- Passage to read -
Start of Block

In a recent report, the spending watchdog estimates the gross annual cost to the NHS of treating older patients in hospital who no longer need to receive acute clinical care is in the region of £820 million. What!

In turn, the delays rack up extra pressure on the financial sustainability of our NHS and local government. Frankly, few boroughs I visit have got cash to invest in social care, but to fix this problem the Government must find some ‘wriggle room’.

Longer stays in hospital, as we know, can have a negative impact on older patients’ health as they quickly lose mobility and the ability to do everyday tasks.

The report echoes findings of the Alzheimer’s Society Fix Dementia Care: Hospitals campaign, which zooms in on poor care for people with dementia in hospitals and poor practice in the discharging of patients.

George McNamara, Head of Policy at Alzheimer’s Society, has been very vocal about the poor discharge processes.

Data suggest that bed-blocking has risen by a third in two years.

Not wishing to say ‘we told you so’, West Midlands Care Association was forecasting this problem six years ago.

Interesting isn’t it, that according to the Alzheimer’s people with dementia occupy a quarter of hospital beds.

I have heard of cases where residential homes have been expected to take in discharged patients beyond teatime, where pick-ups have been delayed because of hospital pharmacy backlogs and, not least, because funding for care packages has not come through.

I can actually recall cases where dementia homes have been expected to take admissions beyond 10pm.

It seems to me we are focusing on the end problem rather than the cause. Support in the community and good lines of communication between care homes and hospitals will naturally allow patients to be discharged in the knowledge that they will receive the necessary level of care.

I regularly travel to other parts of the country – some local authorities are better placed than we are in the Midlands – but there is a recurring parallel. Poorer areas, much like those in the West Midlands, get a poor deal. There simply is not the wealth sleeve to support privately funded care packages in many of our industrial towns.

Our older people deserve better; our care providers deserve better; and for me and countless other too, it unacceptable that there appears to be a deliberate tactic of inertia from Government funding pools.

The Fix Dementia Care campaign is worthy of our support, but so too are those who continue to fight for real funding help as Government ministers look on and play politics. Are they representing us and the people for whom we care? I’m sure they’d all say “yes . . but . . .”

Poor discharge processes can have devastating, life-changing consequences for people with dementia and those who are frail. Whatever happened to the bright horizon of a health and social care system with joined-up thinking?

Preventative measures need to be in place. Sadly every last one of these initiatives will cost money. Seems to me it’s a ‘given’ that £820 million year would be a good wedge of funding to make it happen. How stupid of me: Guess it must be the collateral damage cost for stringently enforcing austerity measures.

End of Block

- What is expected -
Can you copy the piece on delayed hospital discharges word for word, between "George McNamara, Head" and "in two years.", inclusive? These rows stand apart from the piece on delayed hospital discharges.

[Stored entries]

Start of Block

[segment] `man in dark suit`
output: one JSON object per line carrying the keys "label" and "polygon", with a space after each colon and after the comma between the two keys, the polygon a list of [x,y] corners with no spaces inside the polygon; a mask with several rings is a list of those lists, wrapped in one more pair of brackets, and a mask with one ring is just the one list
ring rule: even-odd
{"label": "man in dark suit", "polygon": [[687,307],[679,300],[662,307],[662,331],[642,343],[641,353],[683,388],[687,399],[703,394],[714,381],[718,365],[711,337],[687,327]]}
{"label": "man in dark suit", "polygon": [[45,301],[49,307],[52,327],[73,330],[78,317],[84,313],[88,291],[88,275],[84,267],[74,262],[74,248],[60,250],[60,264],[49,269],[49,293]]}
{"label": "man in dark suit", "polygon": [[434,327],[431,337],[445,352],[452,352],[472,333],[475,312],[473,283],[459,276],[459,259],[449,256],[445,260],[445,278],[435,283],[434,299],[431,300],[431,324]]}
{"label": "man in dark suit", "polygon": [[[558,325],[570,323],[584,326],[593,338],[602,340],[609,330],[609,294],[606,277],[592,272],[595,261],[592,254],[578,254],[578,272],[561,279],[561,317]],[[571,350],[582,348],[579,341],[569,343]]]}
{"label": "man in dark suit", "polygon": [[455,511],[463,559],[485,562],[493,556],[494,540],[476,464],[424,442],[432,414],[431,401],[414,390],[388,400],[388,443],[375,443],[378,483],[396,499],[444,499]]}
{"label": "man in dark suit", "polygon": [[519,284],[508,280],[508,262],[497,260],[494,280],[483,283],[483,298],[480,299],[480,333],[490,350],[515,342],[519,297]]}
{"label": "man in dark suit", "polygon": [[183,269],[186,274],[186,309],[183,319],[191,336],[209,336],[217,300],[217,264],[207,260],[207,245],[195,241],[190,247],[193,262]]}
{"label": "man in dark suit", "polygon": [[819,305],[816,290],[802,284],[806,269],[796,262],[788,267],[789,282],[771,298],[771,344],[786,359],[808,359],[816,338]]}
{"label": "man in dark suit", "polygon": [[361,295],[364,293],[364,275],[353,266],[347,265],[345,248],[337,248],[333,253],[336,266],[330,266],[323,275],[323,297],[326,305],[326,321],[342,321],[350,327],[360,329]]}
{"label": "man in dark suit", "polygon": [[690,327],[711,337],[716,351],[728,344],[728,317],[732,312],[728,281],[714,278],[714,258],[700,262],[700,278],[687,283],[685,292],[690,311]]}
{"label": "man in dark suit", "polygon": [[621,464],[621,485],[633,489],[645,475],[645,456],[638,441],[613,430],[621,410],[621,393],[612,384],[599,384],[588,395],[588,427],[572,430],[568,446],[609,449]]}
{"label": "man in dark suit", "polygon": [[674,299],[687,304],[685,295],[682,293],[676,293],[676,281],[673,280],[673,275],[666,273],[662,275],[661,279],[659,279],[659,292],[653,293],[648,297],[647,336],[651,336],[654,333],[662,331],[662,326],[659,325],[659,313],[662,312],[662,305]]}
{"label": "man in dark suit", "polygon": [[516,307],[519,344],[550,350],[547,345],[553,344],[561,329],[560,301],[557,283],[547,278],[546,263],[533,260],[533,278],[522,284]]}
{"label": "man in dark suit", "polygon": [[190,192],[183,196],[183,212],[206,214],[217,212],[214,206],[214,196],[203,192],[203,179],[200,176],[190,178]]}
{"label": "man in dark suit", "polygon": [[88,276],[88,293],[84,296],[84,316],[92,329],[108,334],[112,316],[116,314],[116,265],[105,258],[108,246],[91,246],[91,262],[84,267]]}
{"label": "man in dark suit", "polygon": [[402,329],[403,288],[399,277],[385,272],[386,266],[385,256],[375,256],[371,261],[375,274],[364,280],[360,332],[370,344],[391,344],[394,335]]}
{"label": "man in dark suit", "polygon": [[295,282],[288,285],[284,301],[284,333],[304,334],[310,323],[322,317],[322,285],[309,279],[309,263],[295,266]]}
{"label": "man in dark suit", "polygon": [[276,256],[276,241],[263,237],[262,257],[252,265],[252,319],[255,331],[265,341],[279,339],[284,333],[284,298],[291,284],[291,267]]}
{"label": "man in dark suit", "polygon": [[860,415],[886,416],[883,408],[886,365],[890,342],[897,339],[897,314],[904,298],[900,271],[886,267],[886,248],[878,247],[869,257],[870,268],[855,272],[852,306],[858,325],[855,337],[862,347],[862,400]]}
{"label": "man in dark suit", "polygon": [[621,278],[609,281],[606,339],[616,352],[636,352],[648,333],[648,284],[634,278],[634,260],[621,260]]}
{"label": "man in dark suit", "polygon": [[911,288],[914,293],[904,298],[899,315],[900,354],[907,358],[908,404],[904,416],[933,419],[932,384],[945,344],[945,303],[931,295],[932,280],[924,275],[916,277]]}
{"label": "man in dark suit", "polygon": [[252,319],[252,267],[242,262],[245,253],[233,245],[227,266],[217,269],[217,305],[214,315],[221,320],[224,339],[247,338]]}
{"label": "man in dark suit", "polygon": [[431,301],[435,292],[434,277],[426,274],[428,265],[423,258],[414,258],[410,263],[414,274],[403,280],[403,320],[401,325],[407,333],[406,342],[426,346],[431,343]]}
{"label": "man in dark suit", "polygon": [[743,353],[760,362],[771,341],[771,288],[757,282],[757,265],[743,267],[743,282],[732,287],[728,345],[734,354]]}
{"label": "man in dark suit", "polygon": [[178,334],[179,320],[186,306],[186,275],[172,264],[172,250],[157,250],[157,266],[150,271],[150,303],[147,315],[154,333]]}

End of Block

- Solution below -
George McNamara, Head of Policy at Alzheimer’s Society, has been very vocal about the poor discharge processes.

Data suggest that bed-blocking has risen by a third in two years.